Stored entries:

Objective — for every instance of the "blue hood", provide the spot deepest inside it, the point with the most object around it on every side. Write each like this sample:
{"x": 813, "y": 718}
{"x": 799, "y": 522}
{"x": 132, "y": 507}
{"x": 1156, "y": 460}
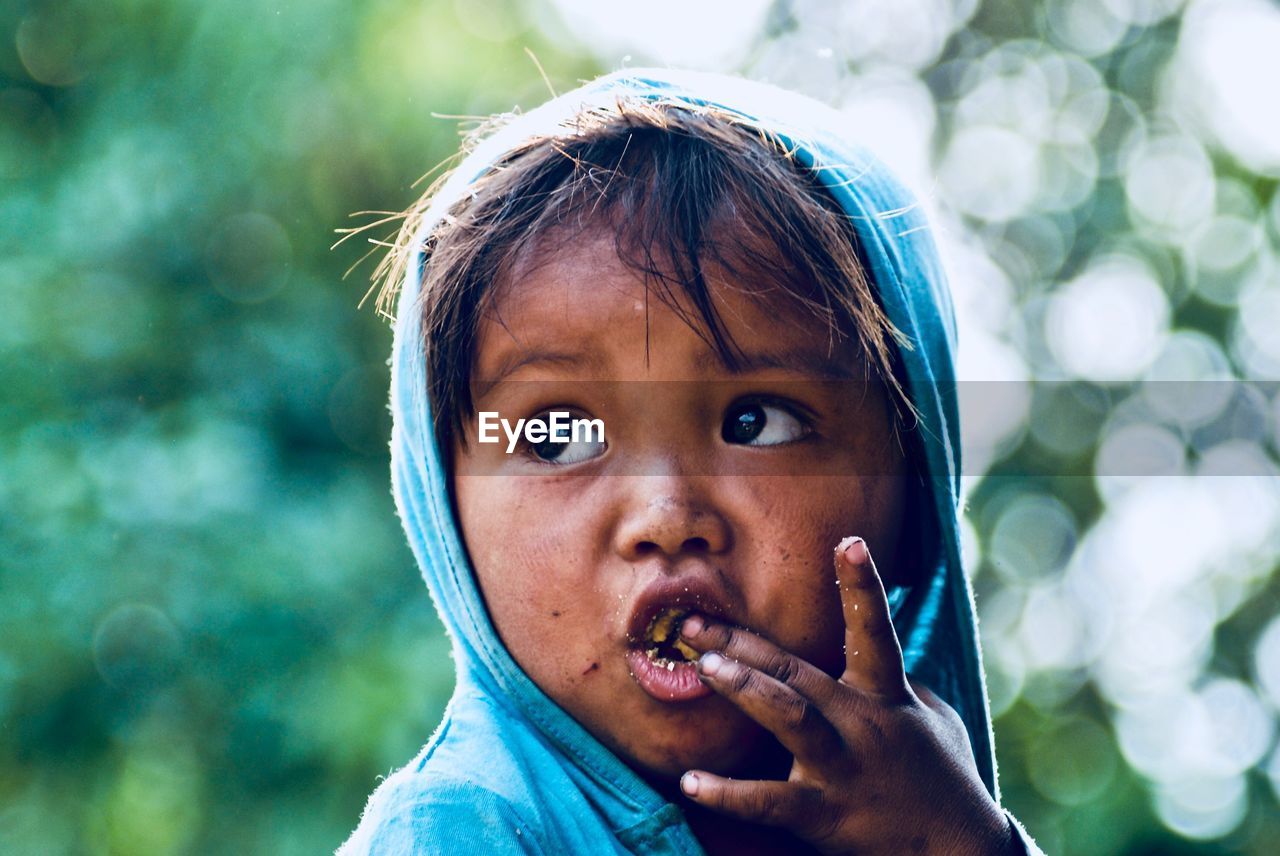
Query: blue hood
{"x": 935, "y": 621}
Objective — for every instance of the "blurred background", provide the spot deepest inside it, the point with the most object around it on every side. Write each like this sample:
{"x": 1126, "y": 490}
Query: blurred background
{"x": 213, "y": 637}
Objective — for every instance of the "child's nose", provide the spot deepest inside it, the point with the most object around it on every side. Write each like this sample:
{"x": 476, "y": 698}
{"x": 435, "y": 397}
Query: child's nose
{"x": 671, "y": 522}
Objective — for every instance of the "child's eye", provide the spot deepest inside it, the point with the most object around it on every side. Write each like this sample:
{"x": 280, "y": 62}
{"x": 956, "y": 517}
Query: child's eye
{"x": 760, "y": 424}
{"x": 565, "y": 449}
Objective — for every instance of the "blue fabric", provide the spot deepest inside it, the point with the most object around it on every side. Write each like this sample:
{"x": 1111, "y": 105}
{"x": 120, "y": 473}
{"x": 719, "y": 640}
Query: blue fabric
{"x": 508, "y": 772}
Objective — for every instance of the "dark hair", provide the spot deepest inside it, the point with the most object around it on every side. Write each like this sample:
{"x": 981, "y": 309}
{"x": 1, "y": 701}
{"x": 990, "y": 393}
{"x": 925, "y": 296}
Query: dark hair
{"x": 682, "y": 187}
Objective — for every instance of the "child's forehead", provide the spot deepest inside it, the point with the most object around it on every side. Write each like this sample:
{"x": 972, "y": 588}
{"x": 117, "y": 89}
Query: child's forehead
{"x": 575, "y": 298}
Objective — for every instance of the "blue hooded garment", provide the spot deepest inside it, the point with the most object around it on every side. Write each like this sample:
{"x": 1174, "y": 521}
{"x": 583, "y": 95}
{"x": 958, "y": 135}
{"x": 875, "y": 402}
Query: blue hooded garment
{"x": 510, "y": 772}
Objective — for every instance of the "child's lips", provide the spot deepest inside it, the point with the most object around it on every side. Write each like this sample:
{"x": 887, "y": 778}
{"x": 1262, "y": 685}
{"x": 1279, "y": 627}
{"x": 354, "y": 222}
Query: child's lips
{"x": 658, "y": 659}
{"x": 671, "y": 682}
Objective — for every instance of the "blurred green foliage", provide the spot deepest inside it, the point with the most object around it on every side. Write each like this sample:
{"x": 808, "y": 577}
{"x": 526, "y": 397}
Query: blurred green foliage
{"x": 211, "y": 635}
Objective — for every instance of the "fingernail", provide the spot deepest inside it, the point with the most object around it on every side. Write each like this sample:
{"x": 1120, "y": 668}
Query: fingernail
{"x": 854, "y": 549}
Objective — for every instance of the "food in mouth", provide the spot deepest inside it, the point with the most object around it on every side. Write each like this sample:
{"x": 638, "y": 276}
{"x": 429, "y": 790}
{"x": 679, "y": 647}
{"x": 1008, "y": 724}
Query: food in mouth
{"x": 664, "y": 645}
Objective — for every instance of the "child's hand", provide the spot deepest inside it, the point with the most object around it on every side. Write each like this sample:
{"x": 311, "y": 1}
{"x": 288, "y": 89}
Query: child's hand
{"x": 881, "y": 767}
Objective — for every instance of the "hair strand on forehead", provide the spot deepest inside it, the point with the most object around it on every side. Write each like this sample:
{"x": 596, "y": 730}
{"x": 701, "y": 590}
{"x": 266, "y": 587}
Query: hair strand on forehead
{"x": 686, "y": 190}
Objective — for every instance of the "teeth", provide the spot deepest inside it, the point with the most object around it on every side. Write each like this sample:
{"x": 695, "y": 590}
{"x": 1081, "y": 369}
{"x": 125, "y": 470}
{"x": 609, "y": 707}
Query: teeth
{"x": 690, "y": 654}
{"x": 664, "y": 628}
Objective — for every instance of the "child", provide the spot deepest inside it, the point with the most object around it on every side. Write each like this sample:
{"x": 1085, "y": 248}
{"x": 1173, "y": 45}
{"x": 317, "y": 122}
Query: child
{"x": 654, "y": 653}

==

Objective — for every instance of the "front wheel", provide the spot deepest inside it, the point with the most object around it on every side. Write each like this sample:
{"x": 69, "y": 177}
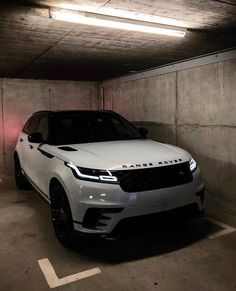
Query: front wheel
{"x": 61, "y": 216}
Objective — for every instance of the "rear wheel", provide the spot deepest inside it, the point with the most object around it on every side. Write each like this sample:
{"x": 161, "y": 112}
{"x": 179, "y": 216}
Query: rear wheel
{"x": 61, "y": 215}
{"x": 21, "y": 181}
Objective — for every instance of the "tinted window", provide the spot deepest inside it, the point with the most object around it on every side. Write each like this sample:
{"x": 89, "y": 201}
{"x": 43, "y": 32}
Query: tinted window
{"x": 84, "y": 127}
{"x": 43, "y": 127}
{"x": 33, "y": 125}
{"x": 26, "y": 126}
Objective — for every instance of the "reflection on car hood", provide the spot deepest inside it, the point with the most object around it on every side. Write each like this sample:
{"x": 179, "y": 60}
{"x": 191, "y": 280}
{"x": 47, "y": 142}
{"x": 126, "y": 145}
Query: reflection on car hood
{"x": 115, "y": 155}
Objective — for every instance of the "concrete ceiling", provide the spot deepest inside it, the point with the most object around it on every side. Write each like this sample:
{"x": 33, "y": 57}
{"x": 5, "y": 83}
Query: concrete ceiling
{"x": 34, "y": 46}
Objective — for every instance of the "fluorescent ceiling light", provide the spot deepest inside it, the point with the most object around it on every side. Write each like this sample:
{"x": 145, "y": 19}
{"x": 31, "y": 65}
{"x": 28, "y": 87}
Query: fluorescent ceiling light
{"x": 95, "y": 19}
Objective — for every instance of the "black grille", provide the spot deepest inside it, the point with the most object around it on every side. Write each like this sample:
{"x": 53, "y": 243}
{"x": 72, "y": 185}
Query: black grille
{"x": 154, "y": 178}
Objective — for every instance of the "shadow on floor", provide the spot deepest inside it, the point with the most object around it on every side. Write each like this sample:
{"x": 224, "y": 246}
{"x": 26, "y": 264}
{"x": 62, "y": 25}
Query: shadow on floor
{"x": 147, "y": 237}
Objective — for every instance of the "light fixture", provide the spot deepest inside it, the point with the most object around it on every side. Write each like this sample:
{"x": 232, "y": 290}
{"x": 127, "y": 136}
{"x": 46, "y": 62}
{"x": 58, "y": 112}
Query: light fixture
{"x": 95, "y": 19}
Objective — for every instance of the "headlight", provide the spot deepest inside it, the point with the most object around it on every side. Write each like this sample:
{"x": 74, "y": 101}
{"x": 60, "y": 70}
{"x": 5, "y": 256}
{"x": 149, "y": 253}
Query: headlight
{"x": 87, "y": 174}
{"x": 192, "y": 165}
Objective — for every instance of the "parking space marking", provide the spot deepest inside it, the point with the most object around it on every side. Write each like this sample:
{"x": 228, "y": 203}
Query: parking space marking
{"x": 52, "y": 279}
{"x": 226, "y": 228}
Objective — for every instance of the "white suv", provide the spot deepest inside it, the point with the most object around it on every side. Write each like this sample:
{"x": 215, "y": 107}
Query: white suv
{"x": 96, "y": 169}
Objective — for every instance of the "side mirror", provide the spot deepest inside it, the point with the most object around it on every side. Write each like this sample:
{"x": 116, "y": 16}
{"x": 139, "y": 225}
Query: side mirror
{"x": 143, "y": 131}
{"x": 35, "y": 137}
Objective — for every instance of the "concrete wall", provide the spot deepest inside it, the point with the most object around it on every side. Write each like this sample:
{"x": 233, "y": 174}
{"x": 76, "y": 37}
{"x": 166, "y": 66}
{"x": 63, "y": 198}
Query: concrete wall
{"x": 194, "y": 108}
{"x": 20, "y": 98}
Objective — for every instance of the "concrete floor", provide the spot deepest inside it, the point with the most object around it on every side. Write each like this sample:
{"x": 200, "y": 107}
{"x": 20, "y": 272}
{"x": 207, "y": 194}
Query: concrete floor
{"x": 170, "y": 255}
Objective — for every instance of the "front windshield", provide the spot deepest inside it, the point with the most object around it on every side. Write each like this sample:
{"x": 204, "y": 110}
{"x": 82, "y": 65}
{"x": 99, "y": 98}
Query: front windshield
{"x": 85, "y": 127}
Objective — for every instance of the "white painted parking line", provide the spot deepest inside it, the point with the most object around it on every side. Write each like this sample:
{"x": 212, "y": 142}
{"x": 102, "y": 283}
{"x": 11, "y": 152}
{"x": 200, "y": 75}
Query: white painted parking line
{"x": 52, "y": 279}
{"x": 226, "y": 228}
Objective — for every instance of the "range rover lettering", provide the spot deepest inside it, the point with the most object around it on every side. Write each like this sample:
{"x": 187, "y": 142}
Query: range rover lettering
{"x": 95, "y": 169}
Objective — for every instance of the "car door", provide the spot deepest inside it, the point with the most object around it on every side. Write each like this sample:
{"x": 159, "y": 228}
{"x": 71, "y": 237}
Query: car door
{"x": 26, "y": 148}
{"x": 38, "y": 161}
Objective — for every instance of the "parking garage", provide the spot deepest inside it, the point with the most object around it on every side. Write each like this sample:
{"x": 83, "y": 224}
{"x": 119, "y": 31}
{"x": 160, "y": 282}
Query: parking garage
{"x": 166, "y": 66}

---

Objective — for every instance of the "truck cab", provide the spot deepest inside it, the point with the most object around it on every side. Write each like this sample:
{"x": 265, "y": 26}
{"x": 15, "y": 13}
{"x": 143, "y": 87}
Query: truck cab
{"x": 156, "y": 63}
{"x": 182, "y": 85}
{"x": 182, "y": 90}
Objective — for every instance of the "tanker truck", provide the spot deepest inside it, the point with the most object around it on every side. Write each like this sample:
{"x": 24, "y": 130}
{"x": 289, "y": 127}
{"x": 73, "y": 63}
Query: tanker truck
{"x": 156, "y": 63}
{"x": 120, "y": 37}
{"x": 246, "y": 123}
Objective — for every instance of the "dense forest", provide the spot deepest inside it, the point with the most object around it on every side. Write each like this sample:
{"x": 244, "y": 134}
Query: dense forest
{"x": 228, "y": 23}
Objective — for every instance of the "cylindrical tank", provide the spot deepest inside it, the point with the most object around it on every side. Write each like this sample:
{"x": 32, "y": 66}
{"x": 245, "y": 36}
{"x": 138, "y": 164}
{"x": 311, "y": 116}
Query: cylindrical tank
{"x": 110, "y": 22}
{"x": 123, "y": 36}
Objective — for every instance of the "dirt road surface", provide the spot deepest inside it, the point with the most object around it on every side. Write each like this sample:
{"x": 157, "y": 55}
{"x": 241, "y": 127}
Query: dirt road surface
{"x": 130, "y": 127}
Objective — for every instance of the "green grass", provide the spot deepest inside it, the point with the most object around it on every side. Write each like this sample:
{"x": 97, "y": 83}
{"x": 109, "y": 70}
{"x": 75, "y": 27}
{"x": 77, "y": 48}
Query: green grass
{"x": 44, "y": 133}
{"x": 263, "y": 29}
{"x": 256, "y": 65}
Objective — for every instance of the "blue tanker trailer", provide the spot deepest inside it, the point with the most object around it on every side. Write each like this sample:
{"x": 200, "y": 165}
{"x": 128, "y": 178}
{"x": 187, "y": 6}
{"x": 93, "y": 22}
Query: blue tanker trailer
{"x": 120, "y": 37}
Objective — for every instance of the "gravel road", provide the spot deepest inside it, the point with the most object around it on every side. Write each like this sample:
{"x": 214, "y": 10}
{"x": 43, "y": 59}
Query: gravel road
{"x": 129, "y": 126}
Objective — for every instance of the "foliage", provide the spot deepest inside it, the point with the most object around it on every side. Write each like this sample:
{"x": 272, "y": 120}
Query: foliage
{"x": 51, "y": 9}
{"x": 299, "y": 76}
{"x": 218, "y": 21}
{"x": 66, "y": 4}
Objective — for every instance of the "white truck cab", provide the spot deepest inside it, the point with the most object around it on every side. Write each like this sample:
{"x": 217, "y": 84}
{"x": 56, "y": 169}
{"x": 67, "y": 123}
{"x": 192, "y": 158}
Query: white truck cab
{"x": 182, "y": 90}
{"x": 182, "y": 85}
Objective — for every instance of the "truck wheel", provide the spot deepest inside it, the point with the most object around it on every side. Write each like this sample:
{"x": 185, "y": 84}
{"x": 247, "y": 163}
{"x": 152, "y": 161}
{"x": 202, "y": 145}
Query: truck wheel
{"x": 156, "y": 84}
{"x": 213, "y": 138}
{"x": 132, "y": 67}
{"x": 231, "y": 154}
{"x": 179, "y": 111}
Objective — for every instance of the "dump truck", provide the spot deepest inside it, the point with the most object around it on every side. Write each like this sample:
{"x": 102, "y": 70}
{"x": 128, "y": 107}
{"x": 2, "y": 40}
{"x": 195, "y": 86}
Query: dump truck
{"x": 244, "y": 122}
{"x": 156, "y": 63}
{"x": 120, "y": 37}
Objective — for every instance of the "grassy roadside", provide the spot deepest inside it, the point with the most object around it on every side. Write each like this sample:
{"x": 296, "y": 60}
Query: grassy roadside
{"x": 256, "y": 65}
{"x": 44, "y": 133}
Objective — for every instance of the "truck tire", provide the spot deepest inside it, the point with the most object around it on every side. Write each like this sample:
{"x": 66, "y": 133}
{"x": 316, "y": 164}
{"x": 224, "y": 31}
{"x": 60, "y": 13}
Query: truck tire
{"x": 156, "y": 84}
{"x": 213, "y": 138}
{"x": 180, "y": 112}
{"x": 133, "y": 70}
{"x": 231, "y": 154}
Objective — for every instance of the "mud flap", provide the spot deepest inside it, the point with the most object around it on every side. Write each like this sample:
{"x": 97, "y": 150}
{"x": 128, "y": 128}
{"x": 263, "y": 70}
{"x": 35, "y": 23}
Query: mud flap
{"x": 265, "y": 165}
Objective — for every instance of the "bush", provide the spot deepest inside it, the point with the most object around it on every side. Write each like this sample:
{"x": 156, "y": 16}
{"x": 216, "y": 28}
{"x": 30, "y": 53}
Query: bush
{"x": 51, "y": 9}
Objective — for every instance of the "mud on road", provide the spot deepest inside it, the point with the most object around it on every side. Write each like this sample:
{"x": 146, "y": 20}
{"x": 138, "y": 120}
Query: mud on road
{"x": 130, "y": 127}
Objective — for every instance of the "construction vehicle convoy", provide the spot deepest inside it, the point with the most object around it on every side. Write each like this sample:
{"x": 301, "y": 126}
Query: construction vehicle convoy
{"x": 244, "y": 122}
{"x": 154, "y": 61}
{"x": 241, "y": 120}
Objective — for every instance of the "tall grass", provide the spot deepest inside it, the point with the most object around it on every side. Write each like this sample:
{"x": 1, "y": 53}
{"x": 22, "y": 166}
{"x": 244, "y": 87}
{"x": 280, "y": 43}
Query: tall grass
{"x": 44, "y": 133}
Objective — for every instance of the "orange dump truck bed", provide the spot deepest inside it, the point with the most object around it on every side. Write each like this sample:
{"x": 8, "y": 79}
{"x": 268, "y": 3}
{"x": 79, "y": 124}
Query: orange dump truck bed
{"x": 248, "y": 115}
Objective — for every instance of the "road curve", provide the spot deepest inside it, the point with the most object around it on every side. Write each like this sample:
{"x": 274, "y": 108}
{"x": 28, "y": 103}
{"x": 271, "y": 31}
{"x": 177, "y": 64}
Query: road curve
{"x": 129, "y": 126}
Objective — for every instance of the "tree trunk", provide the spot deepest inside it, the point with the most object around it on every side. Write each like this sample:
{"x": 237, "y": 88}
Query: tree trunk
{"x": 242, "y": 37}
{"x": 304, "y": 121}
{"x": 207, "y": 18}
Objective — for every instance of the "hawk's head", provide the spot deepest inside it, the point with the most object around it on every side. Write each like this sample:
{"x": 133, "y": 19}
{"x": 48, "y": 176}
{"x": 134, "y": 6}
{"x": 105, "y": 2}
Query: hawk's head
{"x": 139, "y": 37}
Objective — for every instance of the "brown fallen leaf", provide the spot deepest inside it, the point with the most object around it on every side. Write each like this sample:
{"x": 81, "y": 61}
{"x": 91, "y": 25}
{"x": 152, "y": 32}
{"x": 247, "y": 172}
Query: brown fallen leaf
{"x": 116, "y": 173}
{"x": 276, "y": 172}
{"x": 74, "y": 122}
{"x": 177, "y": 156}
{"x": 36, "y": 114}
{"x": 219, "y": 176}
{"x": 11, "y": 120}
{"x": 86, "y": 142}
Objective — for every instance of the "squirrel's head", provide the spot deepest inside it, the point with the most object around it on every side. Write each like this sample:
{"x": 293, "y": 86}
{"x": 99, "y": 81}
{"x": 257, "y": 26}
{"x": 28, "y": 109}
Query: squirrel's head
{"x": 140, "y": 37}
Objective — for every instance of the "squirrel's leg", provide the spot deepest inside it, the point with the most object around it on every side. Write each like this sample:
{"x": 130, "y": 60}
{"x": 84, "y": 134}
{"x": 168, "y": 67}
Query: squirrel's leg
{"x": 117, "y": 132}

WORK TO DO: Pick out each line of the records above that contains the string "curve", treating uppercase and lowercase as different, and copy those lines.

EXERCISE ANSWER:
Objective — for every instance of the "road curve", provide the spot deepest inside it, the point with the most object around it on every side. Write each like this sample:
Query: road curve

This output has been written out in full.